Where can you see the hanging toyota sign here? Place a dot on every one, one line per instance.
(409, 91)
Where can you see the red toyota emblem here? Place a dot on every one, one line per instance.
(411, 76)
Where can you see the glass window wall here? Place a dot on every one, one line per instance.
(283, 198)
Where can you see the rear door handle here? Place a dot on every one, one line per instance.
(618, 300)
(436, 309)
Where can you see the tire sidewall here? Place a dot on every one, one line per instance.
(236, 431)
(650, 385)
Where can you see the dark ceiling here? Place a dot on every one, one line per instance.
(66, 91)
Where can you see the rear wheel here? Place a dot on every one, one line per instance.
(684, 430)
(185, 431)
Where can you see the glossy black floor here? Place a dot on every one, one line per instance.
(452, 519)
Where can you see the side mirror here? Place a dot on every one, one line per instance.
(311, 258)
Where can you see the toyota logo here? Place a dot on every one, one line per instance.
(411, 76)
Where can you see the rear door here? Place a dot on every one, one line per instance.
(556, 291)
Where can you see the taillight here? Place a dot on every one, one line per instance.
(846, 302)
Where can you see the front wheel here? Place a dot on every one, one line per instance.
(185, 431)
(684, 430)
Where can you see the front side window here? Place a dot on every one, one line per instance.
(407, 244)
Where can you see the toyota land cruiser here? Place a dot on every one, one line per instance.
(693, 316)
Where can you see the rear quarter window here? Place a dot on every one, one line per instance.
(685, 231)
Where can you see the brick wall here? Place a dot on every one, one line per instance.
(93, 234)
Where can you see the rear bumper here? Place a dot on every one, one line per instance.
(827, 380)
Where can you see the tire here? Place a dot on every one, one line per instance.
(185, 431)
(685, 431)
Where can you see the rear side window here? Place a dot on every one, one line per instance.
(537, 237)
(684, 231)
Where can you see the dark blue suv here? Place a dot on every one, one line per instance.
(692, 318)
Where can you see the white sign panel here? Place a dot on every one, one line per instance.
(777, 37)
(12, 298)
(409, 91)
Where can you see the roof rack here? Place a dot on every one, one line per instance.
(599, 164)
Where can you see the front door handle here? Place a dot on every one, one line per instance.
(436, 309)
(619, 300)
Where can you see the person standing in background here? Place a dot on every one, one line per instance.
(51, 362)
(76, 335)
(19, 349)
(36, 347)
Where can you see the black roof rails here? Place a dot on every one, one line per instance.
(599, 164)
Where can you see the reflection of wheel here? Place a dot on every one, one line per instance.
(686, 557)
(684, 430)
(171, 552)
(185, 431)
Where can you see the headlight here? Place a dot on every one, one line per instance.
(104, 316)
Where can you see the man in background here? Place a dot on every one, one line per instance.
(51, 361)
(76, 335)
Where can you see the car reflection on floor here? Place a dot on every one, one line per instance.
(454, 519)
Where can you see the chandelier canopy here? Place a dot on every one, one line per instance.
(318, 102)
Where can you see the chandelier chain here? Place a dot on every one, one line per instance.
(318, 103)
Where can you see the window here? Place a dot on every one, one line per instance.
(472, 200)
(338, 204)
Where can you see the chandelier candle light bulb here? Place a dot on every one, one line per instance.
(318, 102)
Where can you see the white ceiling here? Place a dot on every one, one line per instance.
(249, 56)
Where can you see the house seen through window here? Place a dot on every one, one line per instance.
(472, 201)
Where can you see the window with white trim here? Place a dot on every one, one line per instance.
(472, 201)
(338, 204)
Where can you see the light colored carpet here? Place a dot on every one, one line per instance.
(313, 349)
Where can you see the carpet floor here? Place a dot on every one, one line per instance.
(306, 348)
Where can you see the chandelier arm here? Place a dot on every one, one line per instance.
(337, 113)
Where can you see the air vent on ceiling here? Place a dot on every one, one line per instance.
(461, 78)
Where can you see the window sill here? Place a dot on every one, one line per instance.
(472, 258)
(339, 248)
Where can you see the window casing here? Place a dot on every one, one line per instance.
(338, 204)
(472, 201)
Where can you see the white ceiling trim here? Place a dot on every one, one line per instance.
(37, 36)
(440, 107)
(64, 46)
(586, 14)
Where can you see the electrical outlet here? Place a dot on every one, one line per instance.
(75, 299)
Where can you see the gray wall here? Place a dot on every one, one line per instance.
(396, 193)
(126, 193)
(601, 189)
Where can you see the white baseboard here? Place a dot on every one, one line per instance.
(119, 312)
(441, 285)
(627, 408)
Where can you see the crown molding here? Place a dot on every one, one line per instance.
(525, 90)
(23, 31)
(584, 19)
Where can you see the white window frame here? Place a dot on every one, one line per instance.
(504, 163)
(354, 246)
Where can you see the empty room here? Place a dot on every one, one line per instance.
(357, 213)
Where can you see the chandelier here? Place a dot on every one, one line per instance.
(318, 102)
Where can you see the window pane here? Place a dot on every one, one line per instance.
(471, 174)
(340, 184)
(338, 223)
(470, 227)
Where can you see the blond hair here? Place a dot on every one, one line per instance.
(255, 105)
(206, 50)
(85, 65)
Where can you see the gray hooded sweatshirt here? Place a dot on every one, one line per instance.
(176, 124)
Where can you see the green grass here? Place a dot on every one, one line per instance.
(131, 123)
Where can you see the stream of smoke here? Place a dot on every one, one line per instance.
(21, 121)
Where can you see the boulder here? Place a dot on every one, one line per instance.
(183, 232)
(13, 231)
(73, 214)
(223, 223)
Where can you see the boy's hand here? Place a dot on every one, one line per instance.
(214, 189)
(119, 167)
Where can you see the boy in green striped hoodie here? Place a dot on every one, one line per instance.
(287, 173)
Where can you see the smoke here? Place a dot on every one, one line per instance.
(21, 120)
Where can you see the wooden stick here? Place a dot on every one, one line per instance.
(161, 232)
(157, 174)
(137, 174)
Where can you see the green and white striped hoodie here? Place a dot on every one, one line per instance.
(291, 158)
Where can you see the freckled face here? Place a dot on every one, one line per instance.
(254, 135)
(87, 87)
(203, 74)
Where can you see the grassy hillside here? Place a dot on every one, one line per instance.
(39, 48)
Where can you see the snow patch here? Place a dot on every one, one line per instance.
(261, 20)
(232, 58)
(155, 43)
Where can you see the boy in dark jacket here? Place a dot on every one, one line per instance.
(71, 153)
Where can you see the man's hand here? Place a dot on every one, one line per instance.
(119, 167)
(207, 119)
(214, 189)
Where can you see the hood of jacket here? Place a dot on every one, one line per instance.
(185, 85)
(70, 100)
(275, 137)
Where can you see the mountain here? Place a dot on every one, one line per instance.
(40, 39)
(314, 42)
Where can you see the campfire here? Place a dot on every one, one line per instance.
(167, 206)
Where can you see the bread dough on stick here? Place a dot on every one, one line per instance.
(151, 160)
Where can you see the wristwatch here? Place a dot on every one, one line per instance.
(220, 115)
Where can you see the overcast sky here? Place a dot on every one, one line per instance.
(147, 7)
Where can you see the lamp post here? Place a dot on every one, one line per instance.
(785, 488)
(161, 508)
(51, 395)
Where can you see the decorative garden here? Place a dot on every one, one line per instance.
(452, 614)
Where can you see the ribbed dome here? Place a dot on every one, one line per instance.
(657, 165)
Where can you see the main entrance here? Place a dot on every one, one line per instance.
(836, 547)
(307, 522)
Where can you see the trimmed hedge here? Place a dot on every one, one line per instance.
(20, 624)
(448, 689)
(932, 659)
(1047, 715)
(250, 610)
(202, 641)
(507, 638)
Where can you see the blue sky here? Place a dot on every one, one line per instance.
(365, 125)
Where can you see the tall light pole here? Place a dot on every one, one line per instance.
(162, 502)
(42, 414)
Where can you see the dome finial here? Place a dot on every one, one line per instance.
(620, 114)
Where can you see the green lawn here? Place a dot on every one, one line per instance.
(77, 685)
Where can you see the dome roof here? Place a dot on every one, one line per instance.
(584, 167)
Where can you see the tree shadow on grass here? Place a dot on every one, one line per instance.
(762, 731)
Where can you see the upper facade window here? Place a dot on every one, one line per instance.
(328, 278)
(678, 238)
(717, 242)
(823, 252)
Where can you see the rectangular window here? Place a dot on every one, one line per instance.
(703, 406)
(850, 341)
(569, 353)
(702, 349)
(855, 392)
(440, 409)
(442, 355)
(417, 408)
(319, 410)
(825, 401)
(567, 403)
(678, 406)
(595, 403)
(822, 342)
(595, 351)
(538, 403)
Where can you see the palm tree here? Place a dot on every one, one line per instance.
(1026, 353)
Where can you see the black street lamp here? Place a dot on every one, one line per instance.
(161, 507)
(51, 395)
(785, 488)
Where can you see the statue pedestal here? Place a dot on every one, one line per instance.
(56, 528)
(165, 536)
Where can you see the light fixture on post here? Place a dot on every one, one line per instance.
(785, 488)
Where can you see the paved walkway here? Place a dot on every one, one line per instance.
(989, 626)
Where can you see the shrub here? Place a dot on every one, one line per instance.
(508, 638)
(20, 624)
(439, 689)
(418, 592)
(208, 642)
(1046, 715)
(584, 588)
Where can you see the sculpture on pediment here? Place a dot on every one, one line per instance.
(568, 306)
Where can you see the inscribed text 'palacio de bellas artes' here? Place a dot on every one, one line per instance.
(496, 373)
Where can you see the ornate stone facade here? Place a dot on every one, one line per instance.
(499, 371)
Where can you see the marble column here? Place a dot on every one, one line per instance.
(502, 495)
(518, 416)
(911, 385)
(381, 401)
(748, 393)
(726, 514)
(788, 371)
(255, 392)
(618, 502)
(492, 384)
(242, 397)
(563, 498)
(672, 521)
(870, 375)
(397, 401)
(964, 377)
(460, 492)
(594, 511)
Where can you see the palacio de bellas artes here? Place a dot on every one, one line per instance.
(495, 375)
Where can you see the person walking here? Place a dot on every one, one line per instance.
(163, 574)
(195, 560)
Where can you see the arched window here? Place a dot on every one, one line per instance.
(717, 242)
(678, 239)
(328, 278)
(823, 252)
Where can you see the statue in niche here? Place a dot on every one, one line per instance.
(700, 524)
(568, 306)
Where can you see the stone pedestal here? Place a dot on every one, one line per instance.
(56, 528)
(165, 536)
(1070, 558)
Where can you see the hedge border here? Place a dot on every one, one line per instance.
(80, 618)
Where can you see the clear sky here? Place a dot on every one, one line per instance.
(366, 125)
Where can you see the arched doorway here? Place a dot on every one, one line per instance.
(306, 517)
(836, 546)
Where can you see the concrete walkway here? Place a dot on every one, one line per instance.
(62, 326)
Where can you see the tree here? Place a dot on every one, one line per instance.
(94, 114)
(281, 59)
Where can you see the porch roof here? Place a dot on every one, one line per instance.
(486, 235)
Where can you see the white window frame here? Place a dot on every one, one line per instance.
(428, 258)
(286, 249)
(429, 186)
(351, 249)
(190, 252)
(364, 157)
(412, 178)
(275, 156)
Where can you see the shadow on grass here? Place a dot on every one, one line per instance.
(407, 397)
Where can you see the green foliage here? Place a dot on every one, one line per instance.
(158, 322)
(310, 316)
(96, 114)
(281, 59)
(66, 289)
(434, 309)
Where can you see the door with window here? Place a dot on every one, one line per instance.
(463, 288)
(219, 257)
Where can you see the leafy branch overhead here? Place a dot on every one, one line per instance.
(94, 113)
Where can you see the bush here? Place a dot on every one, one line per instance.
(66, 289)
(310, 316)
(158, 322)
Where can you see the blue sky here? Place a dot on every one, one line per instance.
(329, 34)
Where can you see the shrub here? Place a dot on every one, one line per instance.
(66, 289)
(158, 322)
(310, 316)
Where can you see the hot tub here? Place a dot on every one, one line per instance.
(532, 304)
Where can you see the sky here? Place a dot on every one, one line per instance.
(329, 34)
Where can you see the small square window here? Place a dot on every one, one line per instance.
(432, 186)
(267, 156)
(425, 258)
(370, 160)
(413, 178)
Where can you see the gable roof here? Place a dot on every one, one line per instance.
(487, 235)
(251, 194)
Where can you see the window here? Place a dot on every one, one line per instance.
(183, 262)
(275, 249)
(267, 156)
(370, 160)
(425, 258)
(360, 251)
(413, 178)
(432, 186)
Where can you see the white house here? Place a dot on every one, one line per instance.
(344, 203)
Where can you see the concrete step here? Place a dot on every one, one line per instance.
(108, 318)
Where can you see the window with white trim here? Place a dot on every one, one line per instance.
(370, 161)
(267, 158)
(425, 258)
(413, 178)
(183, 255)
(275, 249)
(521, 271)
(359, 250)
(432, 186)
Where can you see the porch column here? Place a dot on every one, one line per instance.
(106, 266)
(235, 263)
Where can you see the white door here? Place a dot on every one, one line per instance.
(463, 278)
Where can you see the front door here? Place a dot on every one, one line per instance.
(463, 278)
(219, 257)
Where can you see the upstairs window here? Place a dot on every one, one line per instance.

***

Return the lines beginning at the one that contains "Where can you see the hot" and continuing through the last line of the data, exactly as they stand and without any others.

Where can you see the hot tub here? Place a dot on every one, one line per instance.
(532, 304)
Where can you see the sky here? Place a dot on every one, one line per instance.
(329, 34)
Where can you see the small square window here? Place a dot on every one, one line per instance.
(432, 186)
(267, 156)
(425, 258)
(370, 160)
(413, 178)
Where can you see the gable roof here? Place a dot on every one, one line per instance.
(487, 235)
(251, 194)
Where can you see the window here? Place a dot on every one, one line per instance.
(183, 262)
(275, 249)
(267, 156)
(370, 160)
(425, 258)
(360, 251)
(413, 178)
(432, 186)
Where can you see the white house here? Place a dot on every one, one line per instance.
(344, 203)
Where can you see the concrete step here? Place a dot on every one, one line per instance.
(108, 318)
Where can you see the window with white trim here? Place a dot on every one, one line per instance.
(370, 161)
(267, 158)
(425, 258)
(413, 178)
(183, 255)
(275, 249)
(521, 271)
(359, 250)
(432, 186)
Where can you see the porch column here? Place a dot on every one, one line per instance.
(106, 266)
(235, 263)
Where can you see the white door here? Place a dot on every one, one line per instance.
(463, 278)
Where can you see the front door here? Place a dot on every one, one line per instance.
(463, 278)
(219, 257)
Where can you see the upstairs window here? Place a dot on every one, one line per instance.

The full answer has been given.